Text under study
++++++

Yes, yes, I know...there was no Bloat Thrall on my "to do" list when I got back from vacation. However, over the past week, I booked into GenCon in August, and registered for several Warmachine events. One of them is a 50-pointer, and when I put some lists together I realized I could probably use a Bloat Thrall.
So, since I'm probably going to need one anyway, why not do it right away and whip up a tutorial? OK...so first off, the assembled model. This went together very quickly, the casting was clean, and I quickly realized that the sculp is fantastic. So much deep relief and plenty of chunky detail...great for painting.
The only problem I ran into were the gaps along both sides of the assembled model.
Liquid green stuff filled these in short order.
At this time, I went ahead and did the base. The figure pretty much hides the complete base, so nothing fancy here. Sand and glue.
Followed by some quick paint, drybrushing and static grass. This was then set aside as work continued on the main model.
OK, started with a spray of white primer.
Followed by the dark wash (as always, this is a mix of Future floor wax, black and brown paint, and some matt medium to flatten the finish).
Now on to base colors to block out the main parts of the figure. The flesh is Moldy Skin covered with patches of Khaki Shadow. The metal pieces are based in Blackened Steel. Brass starts with some Foundry Brazen. Rubber gets...Dark Rubber. The leather hood starts with Russet Brown and the goo in the cannon nozzle is painted in Gnarls Green from P3.

++++++

Records shown
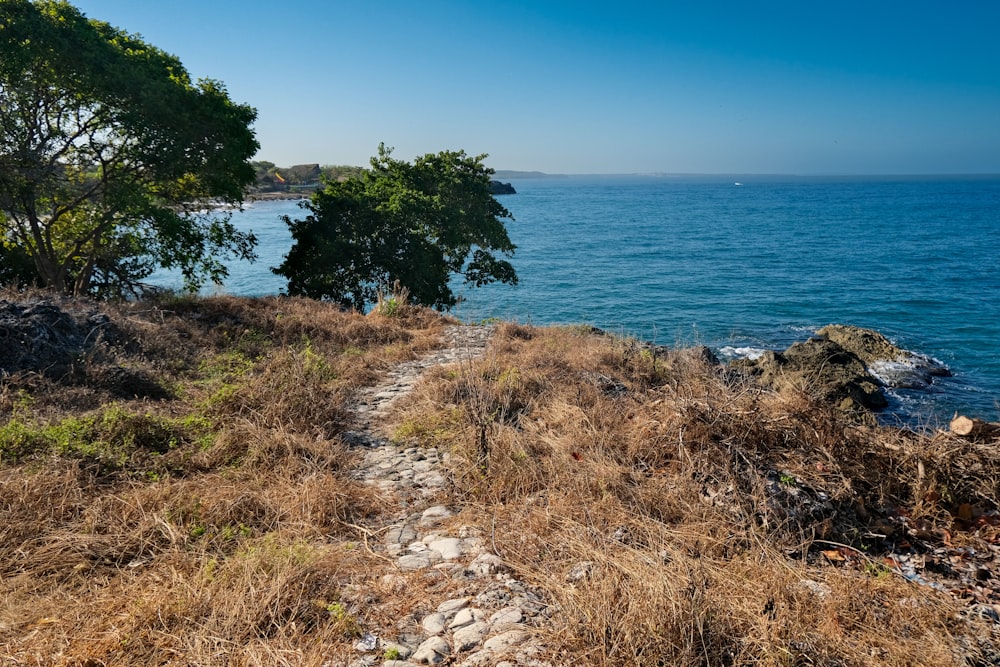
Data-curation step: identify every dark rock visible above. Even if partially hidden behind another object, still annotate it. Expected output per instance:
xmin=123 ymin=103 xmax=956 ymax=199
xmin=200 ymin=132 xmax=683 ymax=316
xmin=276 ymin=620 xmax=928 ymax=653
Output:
xmin=490 ymin=181 xmax=517 ymax=195
xmin=816 ymin=324 xmax=951 ymax=389
xmin=730 ymin=338 xmax=888 ymax=411
xmin=0 ymin=300 xmax=118 ymax=377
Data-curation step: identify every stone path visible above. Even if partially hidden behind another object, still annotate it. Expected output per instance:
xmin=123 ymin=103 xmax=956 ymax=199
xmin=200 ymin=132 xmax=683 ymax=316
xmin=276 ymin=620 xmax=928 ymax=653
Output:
xmin=345 ymin=325 xmax=551 ymax=667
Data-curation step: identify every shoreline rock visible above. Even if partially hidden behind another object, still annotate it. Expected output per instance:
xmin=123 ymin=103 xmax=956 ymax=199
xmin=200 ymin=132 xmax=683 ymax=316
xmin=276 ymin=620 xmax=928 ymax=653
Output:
xmin=729 ymin=324 xmax=951 ymax=412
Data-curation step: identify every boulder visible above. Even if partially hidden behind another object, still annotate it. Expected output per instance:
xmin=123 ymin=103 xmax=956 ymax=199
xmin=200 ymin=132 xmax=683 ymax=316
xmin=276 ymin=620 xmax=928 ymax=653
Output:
xmin=816 ymin=324 xmax=951 ymax=389
xmin=730 ymin=337 xmax=888 ymax=411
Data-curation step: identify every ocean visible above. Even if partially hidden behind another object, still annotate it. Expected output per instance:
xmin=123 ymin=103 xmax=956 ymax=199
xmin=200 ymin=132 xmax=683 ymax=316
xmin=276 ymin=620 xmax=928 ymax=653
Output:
xmin=148 ymin=176 xmax=1000 ymax=426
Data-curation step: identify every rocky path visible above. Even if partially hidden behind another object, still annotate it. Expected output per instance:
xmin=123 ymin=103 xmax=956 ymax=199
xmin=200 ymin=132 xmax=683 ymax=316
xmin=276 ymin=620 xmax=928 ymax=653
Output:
xmin=346 ymin=325 xmax=550 ymax=667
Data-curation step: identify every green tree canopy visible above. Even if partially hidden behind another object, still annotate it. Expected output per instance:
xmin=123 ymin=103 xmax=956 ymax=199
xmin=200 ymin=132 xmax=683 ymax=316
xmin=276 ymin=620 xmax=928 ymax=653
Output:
xmin=0 ymin=0 xmax=258 ymax=294
xmin=272 ymin=145 xmax=517 ymax=310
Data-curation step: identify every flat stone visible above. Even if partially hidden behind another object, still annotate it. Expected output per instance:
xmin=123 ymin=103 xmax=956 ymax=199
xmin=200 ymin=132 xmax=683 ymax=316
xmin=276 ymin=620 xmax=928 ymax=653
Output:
xmin=448 ymin=607 xmax=476 ymax=630
xmin=396 ymin=551 xmax=441 ymax=570
xmin=469 ymin=553 xmax=506 ymax=577
xmin=413 ymin=637 xmax=451 ymax=665
xmin=483 ymin=630 xmax=531 ymax=653
xmin=420 ymin=505 xmax=452 ymax=521
xmin=420 ymin=612 xmax=448 ymax=635
xmin=451 ymin=621 xmax=486 ymax=651
xmin=427 ymin=537 xmax=462 ymax=560
xmin=489 ymin=607 xmax=524 ymax=632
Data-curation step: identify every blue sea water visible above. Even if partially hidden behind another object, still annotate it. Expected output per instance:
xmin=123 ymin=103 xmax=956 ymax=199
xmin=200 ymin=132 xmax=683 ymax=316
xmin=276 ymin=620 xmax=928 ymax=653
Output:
xmin=148 ymin=176 xmax=1000 ymax=424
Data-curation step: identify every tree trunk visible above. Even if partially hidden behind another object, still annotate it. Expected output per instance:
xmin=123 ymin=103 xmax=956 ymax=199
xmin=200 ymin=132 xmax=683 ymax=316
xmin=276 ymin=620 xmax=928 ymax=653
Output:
xmin=948 ymin=414 xmax=1000 ymax=440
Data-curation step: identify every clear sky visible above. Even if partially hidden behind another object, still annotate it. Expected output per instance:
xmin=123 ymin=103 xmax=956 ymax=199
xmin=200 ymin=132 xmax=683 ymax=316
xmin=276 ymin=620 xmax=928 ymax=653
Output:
xmin=73 ymin=0 xmax=1000 ymax=174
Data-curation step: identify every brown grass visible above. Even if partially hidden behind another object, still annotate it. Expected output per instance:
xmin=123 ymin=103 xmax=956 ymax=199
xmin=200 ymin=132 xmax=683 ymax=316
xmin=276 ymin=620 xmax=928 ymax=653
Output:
xmin=0 ymin=297 xmax=1000 ymax=666
xmin=400 ymin=324 xmax=1000 ymax=665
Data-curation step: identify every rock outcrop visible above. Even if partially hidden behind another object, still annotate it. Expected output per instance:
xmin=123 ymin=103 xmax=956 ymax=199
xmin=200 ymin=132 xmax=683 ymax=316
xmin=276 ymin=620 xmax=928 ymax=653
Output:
xmin=730 ymin=337 xmax=888 ymax=411
xmin=730 ymin=324 xmax=951 ymax=411
xmin=816 ymin=324 xmax=951 ymax=389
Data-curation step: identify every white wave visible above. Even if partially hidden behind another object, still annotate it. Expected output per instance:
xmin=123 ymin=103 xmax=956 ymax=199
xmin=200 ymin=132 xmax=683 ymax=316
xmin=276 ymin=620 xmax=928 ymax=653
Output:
xmin=719 ymin=345 xmax=767 ymax=361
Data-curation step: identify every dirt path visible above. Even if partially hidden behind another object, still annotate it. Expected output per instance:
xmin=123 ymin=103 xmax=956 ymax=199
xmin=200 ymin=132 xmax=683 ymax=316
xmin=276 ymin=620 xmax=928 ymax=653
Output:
xmin=345 ymin=325 xmax=550 ymax=667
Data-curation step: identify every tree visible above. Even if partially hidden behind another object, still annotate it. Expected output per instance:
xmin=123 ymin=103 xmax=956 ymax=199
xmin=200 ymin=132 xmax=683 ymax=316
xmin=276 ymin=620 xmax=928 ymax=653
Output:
xmin=272 ymin=144 xmax=517 ymax=310
xmin=0 ymin=0 xmax=259 ymax=294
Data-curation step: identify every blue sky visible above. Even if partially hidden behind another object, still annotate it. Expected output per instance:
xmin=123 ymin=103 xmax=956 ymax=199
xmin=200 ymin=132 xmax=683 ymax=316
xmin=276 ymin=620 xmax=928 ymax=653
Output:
xmin=73 ymin=0 xmax=1000 ymax=174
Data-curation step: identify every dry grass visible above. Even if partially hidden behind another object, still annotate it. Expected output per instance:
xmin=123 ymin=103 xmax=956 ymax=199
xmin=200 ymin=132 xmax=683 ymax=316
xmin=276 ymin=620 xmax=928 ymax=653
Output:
xmin=0 ymin=295 xmax=1000 ymax=667
xmin=399 ymin=324 xmax=1000 ymax=665
xmin=0 ymin=297 xmax=443 ymax=666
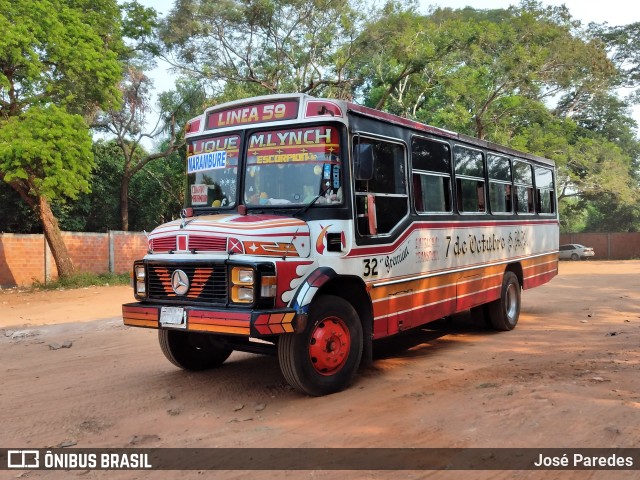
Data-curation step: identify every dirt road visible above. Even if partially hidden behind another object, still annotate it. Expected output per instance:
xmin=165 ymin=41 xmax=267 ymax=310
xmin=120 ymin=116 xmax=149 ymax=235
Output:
xmin=0 ymin=261 xmax=640 ymax=479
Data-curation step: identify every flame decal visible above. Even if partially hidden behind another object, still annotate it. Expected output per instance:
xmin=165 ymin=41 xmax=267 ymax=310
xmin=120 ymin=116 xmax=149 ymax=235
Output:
xmin=316 ymin=225 xmax=331 ymax=254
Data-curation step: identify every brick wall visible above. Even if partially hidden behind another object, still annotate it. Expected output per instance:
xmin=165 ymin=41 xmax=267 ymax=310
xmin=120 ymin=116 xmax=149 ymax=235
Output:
xmin=0 ymin=232 xmax=147 ymax=288
xmin=560 ymin=233 xmax=640 ymax=260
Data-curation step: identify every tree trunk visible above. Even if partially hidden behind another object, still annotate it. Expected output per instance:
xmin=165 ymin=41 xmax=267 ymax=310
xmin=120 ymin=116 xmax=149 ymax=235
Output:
xmin=38 ymin=197 xmax=74 ymax=277
xmin=120 ymin=173 xmax=129 ymax=232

++++++

Required actions
A – In the Bloat Thrall painting tutorial, retype the passage from "So, since I'm" to "the main model.".
B – Extend the Bloat Thrall painting tutorial, picking up after its last sentence.
None of the entries matter here.

Responses to the exercise
A –
So, since I'm probably going to need one anyway, why not do it right away and whip up a tutorial? OK...so first off, the assembled model. This went together very quickly, the casting was clean, and I quickly realized that the sculp is fantastic. So much deep relief and plenty of chunky detail...great for painting.
The only problem I ran into were the gaps along both sides of the assembled model.
Liquid green stuff filled these in short order.
At this time, I went ahead and did the base. The figure pretty much hides the complete base, so nothing fancy here. Sand and glue.
Followed by some quick paint, drybrushing and static grass. This was then set aside as work continued on the main model.

B –
This is just a block painting pass. As you can see, the base coat application is very light and watered down. There will be several layers of paint on the figure, so keep the paint thin to prevent clogging up detail.
Then the entire figure is washed with Sepia Shade.
I started with the leather hood. You can see the progression of colors here, using a set of Reaper browns. The final highlight was done with a Foundry pale brown which is from a German camouflage color set.
The metal is quite simply done with some Chainmail drybrushed over the Reaper base. I didn't spend too much time on the metal, because I knew I was going to heavily stress it with rust paints later.
The brass fittings get Foundry Gold over the Brazen base. They are also highlighted with Chainmail.
Hoses next. Vallejo has a nice dual set of rubber colors, which I use on lots of models.
Finally, it was time to address the skin. This is the main showcase of the Bloat Thrall, so this is where I spent most of the time on the model. I wanted the skin to look distressed and ropey, so there was plenty of brushwork involved. This was done with Moldy Skin and Bloodless Skin.
Next, bruising, infection and irritation...mmmmm. I dug out the great Citadel purple wash and applied that first for bruises. Next, Red Shade went into all the stitching. Finally, Umber Shade was liberally applied randomly over the surface. As you can see in the photo, all these washes made the figure quite dark. I then went back over the model with Moldy Skin to bring the highlights back. You can see this effect in later photos.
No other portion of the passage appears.